Challenge 1 – According to the reserves passage below, about how much in capital expenditures does the Company estimate will be enough to develop its proved undeveloped reserves?
Challenge 2 – Name every year that appears in the table of estimated conversion of proved undeveloped reserves in the reserves passage below.
Challenge 3 – Pick up the reserves passage below after its final sentence and carry it forward.

Text passage –
The Company annually reviews its proved undeveloped reserves to ensure an appropriate plan for development exists. The Company books proved undeveloped reserves only if it plans to convert these reserves to proved developed producing reserves within five years from the date they were first booked. At December 31, 2016 proved undeveloped reserves were approximately 707.8 MBOE’s. The Company plans to develop all the remaining location that comprise the 707.8 MBOE of proved undeveloped reserves within five years. However, the decision to deploy capital and the timing of those expenditures is contingent on many different factors. The Company estimates capital expenditures of approximately $4.3 million will be sufficient to develop these reserves. The development plans assume a continued improvement in commodity pricing and general market conditions within the oil and gas industry.

 

 F-21 

 

 

The calculation of proved undeveloped reserves requires the Company to make predictions regarding future acquisitions and discoveries and the impact they may have on the Company’s overall development plan of properties it currently owns. The development plan is revised to reflect changes in the oil and gas industry, including changing markets and prices, and new investment opportunities, and such revisions will result in changes to our proved undeveloped reserves. Consequently, the exact timing of capital expenditures will be heavily dependent upon the Company’s interpretation of market opportunities which are deeply influenced by projections of future commodity prices. Each year we will review our five year development plan to maximize the value of our investment in oil and gas assets and in turn maximize shareholder value. At December 31, 2016 we believe the following best characterizes our development plan.

 

   Estimated Conversion of
Proved Undeveloped Reserves
 
   CAPEX ($MM)   MBOE’s 
2017   -    - 
2018   2,194.2    50.4 
2019   1,664.0    126.2 
2020   182.0    232.9 
2021   288.0    298.3 

 

For the year ended December 31, 2016 proved reserves decreased 987.1 MBOEs of which production accounted for 66.6 MBOEs or 6.7% of the decrease. The remaining decrease of 920.6 MBOEs, was due primarily to decreases in commodity prices. Crude oil prices decreased $3.49 or 8% and natural gas prices declined 20% or $.37. Diminished commodity pricing triggered negative revisions of 898.9 MBOEs of crude oil classified as proved developed producing. Natural gas liquids decreased pricing resulted in decreases of 3.6 MBOEs to the proved developed producing category. Reduced natural gas prices also reduced amounts classified as proved developed producing by 108.6 MMCF’s. In 2016 there were no material transfers from the proved undeveloped category of 6 reserves to the proved developed category

  

For the year ended December 31, 2015 proved reserves decreased 1,825.3 MBOEs of which production accounted for 133.7 MBOEs or 7.3% of the decrease. The remaining decrease of 1,691.6 MBOEs, was due primarily to decreases in commodity prices. Crude oil prices decreased $40.00 or 46.1% and natural gas prices declined 42.2% or $1.37. Diminished commodity pricing triggered negative revisions of 586.6 MBOEs of crude oil classified as proved developed producing, negative revisions of 42.9 MBOEs of crude oil classified as proved developed non-producing and negative revisions of 522.1 of MBOEs of crude oil classified as proved undeveloped reserves. Natural gas liquids decreased pricing resulted in decreases of 65.6 MBOEs to the proved developed producing category. Reduced natural gas prices also reduced amounts classified as proved developed producing by 1,347.9 MMCF’s as well as natural gas reserves classified as proved undeveloped by 637.8 MCF. These decreases were partially offset by increases to natural gas liquid reserves classified as proved developed non-producing of 29.7 MBOE and 262.4 MMCF of natural gas reserves classified as proved developed non-producing. In 2015 there were no material transfers from the proved undeveloped category of reserves to the proved developed category.

Entries provided –
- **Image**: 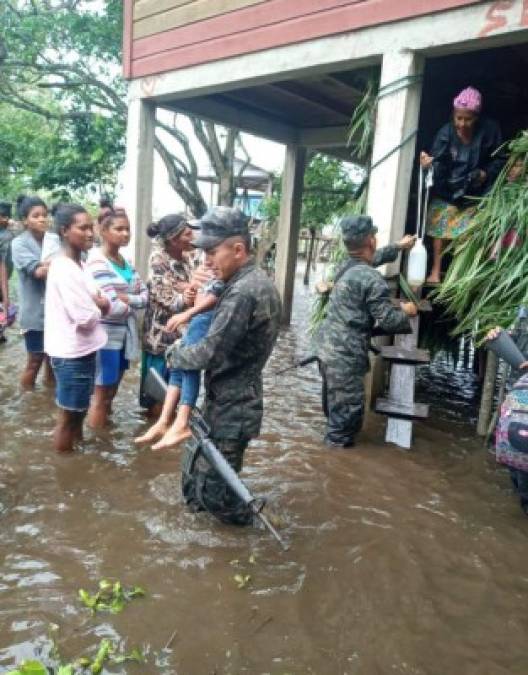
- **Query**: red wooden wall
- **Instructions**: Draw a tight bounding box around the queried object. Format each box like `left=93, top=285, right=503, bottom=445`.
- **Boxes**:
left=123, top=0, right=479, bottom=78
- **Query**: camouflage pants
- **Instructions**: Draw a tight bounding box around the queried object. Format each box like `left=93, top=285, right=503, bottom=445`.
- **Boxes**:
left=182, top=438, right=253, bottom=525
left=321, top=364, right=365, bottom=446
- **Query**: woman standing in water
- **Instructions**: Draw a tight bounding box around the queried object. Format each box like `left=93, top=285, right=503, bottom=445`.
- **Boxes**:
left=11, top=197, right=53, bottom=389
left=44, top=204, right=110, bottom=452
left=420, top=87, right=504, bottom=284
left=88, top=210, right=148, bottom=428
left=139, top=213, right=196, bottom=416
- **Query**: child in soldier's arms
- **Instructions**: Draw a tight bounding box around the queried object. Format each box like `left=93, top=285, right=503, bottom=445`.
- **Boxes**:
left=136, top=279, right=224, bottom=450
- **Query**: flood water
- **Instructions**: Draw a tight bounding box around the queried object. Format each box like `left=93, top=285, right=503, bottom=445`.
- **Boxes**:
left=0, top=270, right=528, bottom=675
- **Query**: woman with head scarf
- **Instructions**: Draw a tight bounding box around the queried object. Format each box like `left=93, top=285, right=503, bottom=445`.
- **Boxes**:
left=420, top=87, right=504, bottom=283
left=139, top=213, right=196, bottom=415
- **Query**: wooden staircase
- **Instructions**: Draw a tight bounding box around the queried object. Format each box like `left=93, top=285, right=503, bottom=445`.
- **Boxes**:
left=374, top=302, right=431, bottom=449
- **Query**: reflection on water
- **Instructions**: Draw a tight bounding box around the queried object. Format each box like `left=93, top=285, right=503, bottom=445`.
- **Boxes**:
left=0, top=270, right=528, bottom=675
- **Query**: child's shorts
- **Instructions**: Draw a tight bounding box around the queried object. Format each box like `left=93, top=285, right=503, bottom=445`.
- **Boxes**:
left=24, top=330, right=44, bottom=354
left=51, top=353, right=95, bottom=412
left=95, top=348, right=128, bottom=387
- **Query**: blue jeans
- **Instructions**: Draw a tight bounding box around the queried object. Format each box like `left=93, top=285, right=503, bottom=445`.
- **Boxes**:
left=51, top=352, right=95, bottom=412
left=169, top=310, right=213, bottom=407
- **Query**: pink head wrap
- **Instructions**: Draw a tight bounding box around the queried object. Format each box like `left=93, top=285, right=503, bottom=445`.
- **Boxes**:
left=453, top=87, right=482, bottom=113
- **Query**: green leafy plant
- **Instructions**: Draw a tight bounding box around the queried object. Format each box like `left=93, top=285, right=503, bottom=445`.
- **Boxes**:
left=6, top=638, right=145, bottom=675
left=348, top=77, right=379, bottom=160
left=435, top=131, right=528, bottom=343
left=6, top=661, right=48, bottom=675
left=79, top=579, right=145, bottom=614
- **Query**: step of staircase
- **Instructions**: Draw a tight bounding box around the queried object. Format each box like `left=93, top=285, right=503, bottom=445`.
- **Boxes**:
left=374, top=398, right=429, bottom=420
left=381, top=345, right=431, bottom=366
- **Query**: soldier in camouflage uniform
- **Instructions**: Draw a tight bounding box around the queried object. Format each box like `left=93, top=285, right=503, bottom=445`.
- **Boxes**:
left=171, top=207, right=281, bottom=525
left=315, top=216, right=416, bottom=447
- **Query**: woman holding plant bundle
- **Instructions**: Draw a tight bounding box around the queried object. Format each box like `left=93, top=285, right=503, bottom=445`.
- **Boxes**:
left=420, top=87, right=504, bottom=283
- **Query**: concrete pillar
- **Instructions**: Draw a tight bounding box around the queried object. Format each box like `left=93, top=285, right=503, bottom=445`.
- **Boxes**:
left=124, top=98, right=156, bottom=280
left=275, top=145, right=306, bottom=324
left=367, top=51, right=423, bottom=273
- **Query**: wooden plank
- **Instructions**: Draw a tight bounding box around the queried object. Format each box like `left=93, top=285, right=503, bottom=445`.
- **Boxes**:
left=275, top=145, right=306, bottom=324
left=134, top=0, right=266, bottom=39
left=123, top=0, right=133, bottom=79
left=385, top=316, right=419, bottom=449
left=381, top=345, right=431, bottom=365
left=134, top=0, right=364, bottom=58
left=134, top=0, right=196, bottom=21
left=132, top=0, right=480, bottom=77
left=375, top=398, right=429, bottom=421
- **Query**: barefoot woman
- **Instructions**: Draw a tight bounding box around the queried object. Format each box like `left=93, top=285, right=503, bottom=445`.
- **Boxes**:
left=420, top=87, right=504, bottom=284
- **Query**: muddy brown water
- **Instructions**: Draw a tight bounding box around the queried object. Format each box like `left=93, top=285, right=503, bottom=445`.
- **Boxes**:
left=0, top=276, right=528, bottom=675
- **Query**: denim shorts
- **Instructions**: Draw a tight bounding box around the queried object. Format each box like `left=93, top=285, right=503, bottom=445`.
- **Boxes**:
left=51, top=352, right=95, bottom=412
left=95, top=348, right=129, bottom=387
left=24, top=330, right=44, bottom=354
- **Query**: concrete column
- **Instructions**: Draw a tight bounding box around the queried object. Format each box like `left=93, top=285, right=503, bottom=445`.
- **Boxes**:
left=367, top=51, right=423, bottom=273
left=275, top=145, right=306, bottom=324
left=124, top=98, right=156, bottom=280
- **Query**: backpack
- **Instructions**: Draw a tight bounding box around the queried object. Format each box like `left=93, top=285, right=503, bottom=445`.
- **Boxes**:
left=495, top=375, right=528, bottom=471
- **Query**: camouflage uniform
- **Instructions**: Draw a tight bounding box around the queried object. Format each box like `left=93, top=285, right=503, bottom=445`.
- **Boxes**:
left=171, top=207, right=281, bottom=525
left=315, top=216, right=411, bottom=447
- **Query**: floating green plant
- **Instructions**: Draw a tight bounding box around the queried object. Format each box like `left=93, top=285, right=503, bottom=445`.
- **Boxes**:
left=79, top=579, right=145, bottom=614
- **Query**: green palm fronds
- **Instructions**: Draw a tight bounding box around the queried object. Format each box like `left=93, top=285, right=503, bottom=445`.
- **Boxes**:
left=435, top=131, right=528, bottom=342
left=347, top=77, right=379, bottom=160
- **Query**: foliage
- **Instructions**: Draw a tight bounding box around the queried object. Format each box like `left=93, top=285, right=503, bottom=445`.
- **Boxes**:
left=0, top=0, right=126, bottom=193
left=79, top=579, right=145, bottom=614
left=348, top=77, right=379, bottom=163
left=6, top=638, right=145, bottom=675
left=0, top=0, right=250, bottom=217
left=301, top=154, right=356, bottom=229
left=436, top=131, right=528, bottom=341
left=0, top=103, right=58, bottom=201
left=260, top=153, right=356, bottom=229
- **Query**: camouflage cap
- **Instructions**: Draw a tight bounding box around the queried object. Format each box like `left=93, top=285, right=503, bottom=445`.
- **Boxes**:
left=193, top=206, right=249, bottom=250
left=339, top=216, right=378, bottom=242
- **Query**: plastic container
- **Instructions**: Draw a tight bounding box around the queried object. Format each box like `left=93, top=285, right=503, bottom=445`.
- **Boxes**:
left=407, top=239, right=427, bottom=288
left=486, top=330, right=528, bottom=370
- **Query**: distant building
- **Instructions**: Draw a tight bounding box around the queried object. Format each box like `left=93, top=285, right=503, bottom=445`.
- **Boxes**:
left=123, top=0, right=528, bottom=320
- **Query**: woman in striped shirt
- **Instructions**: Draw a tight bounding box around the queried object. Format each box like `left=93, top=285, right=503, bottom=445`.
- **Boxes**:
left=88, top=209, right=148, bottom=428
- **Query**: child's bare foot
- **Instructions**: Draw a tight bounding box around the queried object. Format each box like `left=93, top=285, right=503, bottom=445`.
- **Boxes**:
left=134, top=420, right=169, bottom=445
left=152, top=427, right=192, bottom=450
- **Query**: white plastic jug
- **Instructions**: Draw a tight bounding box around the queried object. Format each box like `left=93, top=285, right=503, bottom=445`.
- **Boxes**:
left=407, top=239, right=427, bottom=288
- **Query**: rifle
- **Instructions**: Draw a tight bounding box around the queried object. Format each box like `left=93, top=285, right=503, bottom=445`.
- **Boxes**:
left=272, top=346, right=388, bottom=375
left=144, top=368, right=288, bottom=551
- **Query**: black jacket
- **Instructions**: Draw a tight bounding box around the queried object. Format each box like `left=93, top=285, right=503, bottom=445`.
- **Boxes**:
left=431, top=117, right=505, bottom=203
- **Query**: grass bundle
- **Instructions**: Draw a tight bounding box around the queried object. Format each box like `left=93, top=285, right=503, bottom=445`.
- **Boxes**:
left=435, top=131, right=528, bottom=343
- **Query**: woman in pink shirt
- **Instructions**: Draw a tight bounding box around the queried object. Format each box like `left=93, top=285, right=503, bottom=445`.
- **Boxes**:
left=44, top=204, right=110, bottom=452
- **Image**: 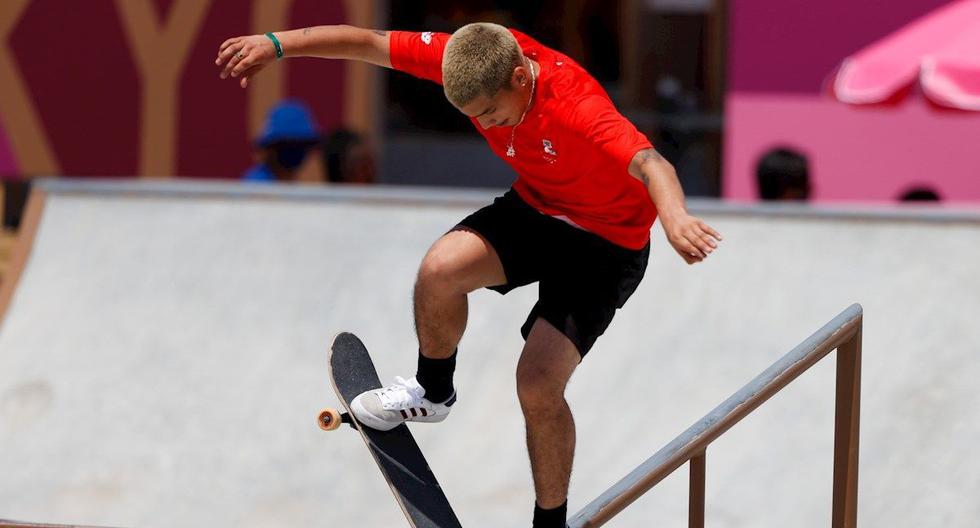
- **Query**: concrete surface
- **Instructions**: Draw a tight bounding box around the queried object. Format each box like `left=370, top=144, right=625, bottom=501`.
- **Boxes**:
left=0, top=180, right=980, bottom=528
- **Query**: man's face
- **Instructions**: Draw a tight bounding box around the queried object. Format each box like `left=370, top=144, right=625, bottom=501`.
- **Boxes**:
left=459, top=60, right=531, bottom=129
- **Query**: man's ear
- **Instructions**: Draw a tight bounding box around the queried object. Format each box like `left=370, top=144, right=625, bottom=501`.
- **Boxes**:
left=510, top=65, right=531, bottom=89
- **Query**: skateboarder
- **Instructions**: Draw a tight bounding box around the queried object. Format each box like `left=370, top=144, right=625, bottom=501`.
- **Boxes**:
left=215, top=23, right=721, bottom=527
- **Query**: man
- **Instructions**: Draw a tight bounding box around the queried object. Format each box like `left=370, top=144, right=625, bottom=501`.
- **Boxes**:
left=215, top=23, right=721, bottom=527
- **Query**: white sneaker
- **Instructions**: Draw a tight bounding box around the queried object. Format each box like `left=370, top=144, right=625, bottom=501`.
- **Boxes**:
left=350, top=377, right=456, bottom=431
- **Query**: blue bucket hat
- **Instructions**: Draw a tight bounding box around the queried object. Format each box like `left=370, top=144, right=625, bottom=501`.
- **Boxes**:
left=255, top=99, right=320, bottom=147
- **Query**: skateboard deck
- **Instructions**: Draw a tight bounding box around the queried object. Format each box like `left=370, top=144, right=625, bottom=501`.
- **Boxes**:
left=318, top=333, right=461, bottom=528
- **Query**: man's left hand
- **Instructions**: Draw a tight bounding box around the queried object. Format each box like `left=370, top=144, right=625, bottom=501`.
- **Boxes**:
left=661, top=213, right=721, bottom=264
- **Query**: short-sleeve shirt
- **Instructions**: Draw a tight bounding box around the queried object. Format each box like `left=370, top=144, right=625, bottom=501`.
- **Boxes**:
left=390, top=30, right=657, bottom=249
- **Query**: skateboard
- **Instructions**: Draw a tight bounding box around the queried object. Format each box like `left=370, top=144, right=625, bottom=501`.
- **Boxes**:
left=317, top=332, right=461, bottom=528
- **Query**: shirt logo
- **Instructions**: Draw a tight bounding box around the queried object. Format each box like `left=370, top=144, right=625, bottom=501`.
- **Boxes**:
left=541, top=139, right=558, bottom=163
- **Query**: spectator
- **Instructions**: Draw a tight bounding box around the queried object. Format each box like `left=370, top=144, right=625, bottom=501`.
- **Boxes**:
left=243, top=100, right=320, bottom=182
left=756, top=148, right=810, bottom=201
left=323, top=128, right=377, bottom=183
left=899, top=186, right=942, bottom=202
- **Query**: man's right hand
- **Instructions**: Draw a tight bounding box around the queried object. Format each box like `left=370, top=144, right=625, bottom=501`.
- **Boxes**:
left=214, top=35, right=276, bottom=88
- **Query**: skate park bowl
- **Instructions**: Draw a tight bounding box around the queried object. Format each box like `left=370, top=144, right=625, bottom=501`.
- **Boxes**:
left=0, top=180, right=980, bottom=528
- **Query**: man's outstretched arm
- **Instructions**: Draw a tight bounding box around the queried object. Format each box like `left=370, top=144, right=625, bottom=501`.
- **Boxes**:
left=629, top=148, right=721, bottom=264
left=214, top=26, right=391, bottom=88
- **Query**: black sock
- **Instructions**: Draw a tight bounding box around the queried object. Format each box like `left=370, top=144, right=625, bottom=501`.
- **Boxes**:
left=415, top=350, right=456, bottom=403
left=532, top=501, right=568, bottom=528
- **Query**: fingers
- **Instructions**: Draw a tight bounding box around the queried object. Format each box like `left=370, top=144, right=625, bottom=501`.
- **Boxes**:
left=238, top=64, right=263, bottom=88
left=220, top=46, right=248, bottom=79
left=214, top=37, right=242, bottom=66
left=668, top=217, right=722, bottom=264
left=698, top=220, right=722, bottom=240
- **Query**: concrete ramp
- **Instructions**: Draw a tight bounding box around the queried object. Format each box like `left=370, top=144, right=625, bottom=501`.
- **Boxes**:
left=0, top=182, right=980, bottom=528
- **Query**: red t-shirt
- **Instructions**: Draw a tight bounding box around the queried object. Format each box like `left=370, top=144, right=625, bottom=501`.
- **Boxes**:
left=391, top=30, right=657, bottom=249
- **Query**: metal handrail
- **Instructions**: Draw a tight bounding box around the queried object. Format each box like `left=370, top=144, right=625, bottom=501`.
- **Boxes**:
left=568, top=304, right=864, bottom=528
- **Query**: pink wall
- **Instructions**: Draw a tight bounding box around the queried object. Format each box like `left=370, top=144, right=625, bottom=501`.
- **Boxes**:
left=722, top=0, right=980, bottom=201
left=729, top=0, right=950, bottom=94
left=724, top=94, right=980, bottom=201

Response 1 – Approximately $4.3 million.

Response 2 – 2017, 2018, 2019, 2020, 2021

Response 3 –
 

In 2016 the Company invested approximately $17,100 in its oil and gas properties. These reduced expenditures were in response to extremely low commodity prices. The Company has approximately $1.7 million of current asset on hand and important infrastructure in Colorado completed which will facilitate the exploitation and development of proved undeveloped reserves over the next five years. At year end the Company’s review of proved undeveloped reserves revealed challenges but the Company maintains its belief that reserves will be developed within five years of their initial recording as a proved undeveloped reserve. In addition it believes it has the financial wherewithal to develop all it’s proved undeveloped reserves within the five year time frames required; utilizing its balance sheet, to borrow funds as needed. Additionally, the Company believes it has the ability to joint venture any of its assets.

 

 F-22 

 

 

Standardized measure of discounted future net cash flows

 

The standardized measure of discounted future net cash flows from our proved reserves for the periods presented in the financial statements is summarized below.

 

   Year Ended   Year Ended 
   December 31,   December 31, 
   2016   2015 
Future production revenue  $30,085,550   $74,087,130 
Future production costs   (15,278,990)   (46,015,320)
Future development costs   (4,703,230)   (5,901,660)
Future cash flows before income tax   10,103,330    22,170,150 
Future income taxes   -    - 
Future net cash flows   10,103,330    22,170,150 
10% annual discount for estimating of future cash flows   (6,666,300)   (13,400,180)
Standardized measure of discounted net cash flows  $3,437,030   $8,769,970 

 

Changes in standardized measure of discounted future net cash flows

 

The following is a summary of a standardized measure of discounted net future cash flows related to the Company’s proved oil and gas reserves. The information presented is based on a calculation of estimated proved reserves using discounted cash flows based on the 12-month average price for oil and gas calculated as the unweighted arithmetic average of the first-day-of-the-month price for each month within the 12-month prior period. The additions to estimated proved reserves from new discoveries and extensions could vary significantly from year to year. Additionally, the impact of changes to reflect current prices and costs of reserves proved in prior years could also be significant.

 

   Year Ended   Year Ended 
   December 31,   December 31, 
   2016   2015 
Balance beginning of year  $8,769,970   $62,703,851 
Sales, net of production costs   199,531    (491,055)
Net change in pricing and production costs   (2,012,883)   (51,184,718)
Net change in future estimated development costs   (1,198,430)   7,834,840 
Purchase of minerals in place   -    - 
Extensions and discoveries   -    - 
Sale of minerals in place   -    (2,746,550)
Revisions   (4,538,106)   (8,448,569)
Accretion of discount   2,217,015    16,770,190 
Change in income tax        (15,668,019)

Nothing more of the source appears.